Somewhat further to the West—from Seleucia-Ctesiphon towards Antioch—the second and eighth books of the Apostolic Constitutions contain obvious attestations of a standardized form of the Eucharist preceded by a Liturgy of the Word.1 It mentions the reading of “the Law and the Prophets, our [i.e. the Apostles’] Letters, the Acts and the Gospels”2 by a presbyter or deacon and “Moses, Joshua, Judges, Kings, Chronicles, the Return (from the exile, i.e. Ezra); then the writings of Job and Salomon and the sixteen Prophets” followed by the singing of the “hymns of David”, the Acts of the Apostles, Pauline Letters concluded by the Gospels, whose reading is elevated over the other scriptural texts by different liturgical means;3 “the Law, the Prophets, and the Gospel”4, or “Prophets and Gospel”5. Each of the readings is followed by the singing of Psalms. A sermon may be added.6 After the dismissal of the catechumens,7 the assembly prays. The deacons prepare the gifts and men and women exchange the kiss of peace separately. The deacon pronounces intercessions and the bishop blesses the people. The celebration of the Eucharist follows.

These texts assume that the bishop’s church owns a considerable series of books for the performance of the liturgy. They do not address the question how less affluent congregations celebrated Liturgies of the Word. Its representativity is (as often in this genre) debatable. In this system, mostly Old Testament readings precede the reading of the Gospels—the obvious point of culmination of the sequence of proclaimed texts.

2.3 Origen

Harald Buchinger observes that Origen “gives no unambiguous testimony for the connection of the celebration of the Eucharist with a Liturgy of the Word”1. Nevertheless, circumstantial evidence shows that Origen may already have known this connection as well as the performance of one single Eucharistic prayer over bread and wine following—not preceding—a Liturgy of the Word. It may be inferred from Origen’s extant homilies that Gospel pericopes were read on Sundays and could be preceded by readings from other books.2 According to Buchinger, “every further reconstruction remains simply a projection of later conditions”3. Origen’s church most probably performs a common prayer of all faithful and the kiss of peace before the celebration of the Eucharist.4

Apart from all uncertainty, Origen seems to presuppose that Eucharistic celebrations were preceded by Liturgies of the Word. If this custom should go back to a kind of first century Christianity, it becomes inexplicable why congregations in the Christian East could have been living for centuries in ignorance of this custom. If Liturgies of the Word containing the reading of Gospel texts should be an innovation of the early third century, one would need to postulate a powerful hierarchy that could enforce world-wide liturgical reforms. The reconstruction of such an institution would be anachronistic. However, one may imagine a powerful movement in Early Christianity whose adherents would propagate liturgical customs on their own initiative. The opposition against Marcion could have been such a movement uniting diverse writers without orchestration from an established authority.

------------------------

__WORK TO COMPLETE__:
A. Find every line in the records below that contains the string "banner" and copy each one.
B. Extend the passage above on early Liturgies of the Word, picking up after its final sentence.

------------------------

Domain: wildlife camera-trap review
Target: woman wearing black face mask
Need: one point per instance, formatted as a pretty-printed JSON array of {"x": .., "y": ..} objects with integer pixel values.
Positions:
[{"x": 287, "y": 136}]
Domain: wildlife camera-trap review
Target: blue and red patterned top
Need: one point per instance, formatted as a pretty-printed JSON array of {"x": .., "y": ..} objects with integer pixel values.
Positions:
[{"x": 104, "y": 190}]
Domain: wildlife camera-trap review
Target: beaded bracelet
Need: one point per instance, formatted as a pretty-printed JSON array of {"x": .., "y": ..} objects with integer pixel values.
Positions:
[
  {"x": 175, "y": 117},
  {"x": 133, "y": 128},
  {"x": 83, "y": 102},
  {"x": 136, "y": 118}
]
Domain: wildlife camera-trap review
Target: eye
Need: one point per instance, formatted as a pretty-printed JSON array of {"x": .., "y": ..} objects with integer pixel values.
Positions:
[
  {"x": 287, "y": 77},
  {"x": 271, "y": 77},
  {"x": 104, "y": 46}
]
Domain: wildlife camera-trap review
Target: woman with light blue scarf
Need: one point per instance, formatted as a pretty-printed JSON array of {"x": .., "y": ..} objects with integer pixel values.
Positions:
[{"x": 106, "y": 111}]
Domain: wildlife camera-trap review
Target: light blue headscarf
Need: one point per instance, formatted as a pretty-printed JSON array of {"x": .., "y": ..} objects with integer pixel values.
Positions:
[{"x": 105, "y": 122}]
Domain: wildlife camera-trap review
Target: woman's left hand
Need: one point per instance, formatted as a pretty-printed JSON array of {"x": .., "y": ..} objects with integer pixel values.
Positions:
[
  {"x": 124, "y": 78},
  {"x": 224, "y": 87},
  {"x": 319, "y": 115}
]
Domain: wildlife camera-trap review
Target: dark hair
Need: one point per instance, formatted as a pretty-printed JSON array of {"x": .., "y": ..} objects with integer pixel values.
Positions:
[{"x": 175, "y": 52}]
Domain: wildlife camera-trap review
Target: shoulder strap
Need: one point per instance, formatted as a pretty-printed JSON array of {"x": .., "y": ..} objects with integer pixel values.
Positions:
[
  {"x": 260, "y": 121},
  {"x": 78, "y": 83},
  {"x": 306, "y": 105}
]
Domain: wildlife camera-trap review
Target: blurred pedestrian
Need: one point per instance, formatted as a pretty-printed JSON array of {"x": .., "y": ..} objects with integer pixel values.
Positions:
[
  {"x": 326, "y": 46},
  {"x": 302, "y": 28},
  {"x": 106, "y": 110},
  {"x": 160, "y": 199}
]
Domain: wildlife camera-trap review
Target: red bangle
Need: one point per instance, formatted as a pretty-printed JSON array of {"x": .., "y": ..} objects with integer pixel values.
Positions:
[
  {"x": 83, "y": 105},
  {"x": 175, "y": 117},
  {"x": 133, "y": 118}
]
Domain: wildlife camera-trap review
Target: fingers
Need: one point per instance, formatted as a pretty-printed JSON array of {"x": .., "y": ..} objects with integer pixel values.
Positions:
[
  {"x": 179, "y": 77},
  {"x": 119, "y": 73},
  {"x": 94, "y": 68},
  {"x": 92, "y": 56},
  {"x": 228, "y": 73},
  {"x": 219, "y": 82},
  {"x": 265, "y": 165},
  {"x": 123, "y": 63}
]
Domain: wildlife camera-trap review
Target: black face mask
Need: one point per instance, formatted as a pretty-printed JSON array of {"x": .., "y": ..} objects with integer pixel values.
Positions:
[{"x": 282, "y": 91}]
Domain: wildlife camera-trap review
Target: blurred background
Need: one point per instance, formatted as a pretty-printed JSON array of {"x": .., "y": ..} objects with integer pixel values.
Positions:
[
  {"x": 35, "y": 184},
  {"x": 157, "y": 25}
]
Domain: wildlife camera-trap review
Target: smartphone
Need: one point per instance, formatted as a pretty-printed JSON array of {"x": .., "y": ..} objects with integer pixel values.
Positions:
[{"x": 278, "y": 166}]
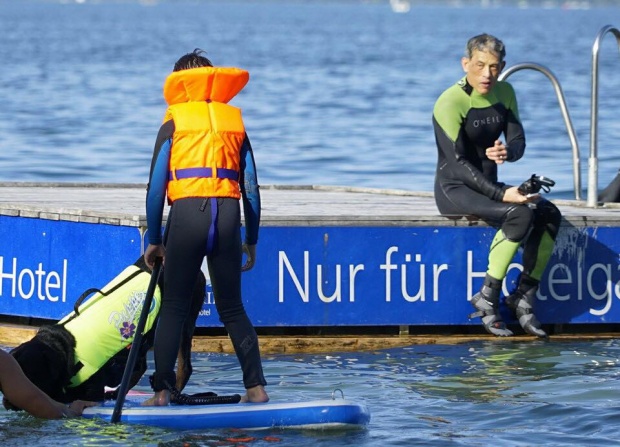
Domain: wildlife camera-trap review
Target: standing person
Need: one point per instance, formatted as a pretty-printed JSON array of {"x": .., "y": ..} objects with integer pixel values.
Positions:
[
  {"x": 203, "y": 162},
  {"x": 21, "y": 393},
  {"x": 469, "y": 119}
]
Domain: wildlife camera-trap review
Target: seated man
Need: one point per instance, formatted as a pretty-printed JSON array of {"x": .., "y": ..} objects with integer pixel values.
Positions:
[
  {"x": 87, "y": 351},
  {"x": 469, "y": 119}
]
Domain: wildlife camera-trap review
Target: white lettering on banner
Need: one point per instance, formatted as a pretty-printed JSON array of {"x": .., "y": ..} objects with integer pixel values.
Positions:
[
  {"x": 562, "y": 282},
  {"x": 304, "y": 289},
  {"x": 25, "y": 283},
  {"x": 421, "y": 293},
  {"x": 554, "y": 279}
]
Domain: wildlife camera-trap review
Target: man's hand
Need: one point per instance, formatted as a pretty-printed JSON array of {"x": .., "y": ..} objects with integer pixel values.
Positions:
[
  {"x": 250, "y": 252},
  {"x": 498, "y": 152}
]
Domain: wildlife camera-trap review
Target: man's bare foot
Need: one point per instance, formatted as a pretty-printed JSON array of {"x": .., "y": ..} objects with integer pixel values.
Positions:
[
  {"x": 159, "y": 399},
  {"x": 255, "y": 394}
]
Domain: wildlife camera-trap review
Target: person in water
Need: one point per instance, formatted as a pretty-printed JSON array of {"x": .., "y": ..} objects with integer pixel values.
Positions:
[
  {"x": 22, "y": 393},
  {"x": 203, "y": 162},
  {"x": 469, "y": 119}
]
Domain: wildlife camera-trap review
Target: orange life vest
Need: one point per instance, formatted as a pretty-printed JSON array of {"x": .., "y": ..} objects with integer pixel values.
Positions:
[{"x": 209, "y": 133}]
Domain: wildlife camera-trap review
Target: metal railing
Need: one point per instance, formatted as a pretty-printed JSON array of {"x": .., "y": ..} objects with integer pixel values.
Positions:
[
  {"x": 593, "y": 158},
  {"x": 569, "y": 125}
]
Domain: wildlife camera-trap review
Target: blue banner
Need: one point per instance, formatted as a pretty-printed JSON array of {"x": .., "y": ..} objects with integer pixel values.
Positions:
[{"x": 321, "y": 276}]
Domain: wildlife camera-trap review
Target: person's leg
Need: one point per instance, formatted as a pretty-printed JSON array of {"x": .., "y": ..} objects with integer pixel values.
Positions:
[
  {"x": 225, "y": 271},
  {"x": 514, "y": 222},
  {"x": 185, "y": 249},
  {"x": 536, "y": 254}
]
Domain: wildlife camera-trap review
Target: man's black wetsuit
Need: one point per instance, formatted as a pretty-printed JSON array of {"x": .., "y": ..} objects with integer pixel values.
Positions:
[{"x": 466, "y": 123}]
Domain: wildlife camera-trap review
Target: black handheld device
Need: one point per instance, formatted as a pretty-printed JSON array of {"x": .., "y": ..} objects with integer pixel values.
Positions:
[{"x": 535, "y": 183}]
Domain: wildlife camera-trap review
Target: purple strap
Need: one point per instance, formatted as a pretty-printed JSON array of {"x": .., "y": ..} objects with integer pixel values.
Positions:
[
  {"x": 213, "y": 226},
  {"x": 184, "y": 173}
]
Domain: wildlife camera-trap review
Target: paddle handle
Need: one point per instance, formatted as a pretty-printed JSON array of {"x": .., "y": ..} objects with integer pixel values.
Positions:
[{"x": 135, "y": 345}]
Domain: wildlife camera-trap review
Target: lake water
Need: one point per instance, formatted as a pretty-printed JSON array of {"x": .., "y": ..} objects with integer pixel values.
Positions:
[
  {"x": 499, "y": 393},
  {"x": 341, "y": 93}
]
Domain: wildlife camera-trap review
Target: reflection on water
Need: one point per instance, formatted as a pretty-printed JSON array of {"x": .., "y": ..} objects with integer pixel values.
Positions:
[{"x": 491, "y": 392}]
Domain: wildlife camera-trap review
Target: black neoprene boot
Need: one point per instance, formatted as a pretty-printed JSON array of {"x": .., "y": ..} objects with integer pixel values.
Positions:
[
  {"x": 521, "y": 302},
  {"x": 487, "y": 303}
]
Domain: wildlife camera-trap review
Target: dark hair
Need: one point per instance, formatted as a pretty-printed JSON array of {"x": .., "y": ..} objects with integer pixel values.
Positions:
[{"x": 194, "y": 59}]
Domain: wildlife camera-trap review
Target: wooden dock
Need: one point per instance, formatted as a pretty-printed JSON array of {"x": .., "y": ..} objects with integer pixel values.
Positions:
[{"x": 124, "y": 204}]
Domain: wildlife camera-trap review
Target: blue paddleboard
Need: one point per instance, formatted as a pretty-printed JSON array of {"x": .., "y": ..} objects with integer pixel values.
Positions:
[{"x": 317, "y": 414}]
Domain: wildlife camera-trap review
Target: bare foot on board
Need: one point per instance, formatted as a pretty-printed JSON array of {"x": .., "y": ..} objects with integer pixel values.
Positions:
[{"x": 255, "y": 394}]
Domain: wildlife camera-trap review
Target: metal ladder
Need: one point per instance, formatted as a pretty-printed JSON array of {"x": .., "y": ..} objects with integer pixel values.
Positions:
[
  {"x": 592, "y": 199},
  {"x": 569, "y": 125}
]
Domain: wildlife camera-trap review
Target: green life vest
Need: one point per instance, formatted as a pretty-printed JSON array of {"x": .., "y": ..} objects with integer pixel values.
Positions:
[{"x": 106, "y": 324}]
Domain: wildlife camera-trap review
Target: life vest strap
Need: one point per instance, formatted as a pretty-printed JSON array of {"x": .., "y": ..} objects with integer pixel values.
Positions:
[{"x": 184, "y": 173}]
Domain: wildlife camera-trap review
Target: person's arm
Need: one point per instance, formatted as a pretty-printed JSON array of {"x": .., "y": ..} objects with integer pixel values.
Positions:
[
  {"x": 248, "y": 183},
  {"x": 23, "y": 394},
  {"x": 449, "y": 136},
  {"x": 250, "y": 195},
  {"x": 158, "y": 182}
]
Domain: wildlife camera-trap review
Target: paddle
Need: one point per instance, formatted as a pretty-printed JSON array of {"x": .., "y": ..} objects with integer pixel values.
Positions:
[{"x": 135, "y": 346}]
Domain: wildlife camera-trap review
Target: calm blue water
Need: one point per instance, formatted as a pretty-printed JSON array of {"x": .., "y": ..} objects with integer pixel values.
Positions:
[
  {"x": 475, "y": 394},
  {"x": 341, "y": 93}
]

------------------------

__RESULTS__:
A.
Target: white lettering on banner
Target: blue banner

B.
2.4 Tertullian

At this point, two texts from Tertullian’s oeuvre must be mentioned as it seems that this author is talking about a Liturgy of the Word that precedes the consumption of the Eucharistic meal as the typical form of Christian meeting.1 In De anima 9, Tertullian mentions visions of a prophetess during dominica sollemnia.2 The prophetess derives subjects for her prophecy from the readings of scripturae (leguntur), the singing of psalms, or the performance of sermons. The reading of a Gospel text and the Eucharist are not mentioned.3 The list contains activities at a Christian—in this case, a Montanist—meeting. Even if the list does not testify to a complete repertoire of ritual elements of Christian gatherings, a Gospel reading within a Liturgy of the Word and preceding the Eucharist is nothing but mere conjecture.

Similar observations can be collected from Tertullian’s (pre-Montanistic) Apologeticum 39, a chapter that contains a bright description of the Christian Eucharistic meeting against the background of the dark depiction of other groups’ disgusting behavior at meals. Tertullian mentions prayer, the exposition of scriptural texts, and sermons that lead up to ethical topics. This chapter does not describe the reading of scriptures.4 Tertullian does not, likewise, mention that Gospels are read as part of Eucharistic or non-Eucharistic meetings. He does not, moreover, refer to a ritual link between the meal and a kind of meeting that may be devoted to learning and study. The sequence of liturgical actions does not, furthermore, reflect the structure of any single liturgical performance. The chapter discusses diverse topics in a polemical way.5 While theological topics would of course be discussed as parts of the table-talk in Tertullian’s congregations, the ritualized performance of scripture readings was not an integral part of Eucharistic celebrations.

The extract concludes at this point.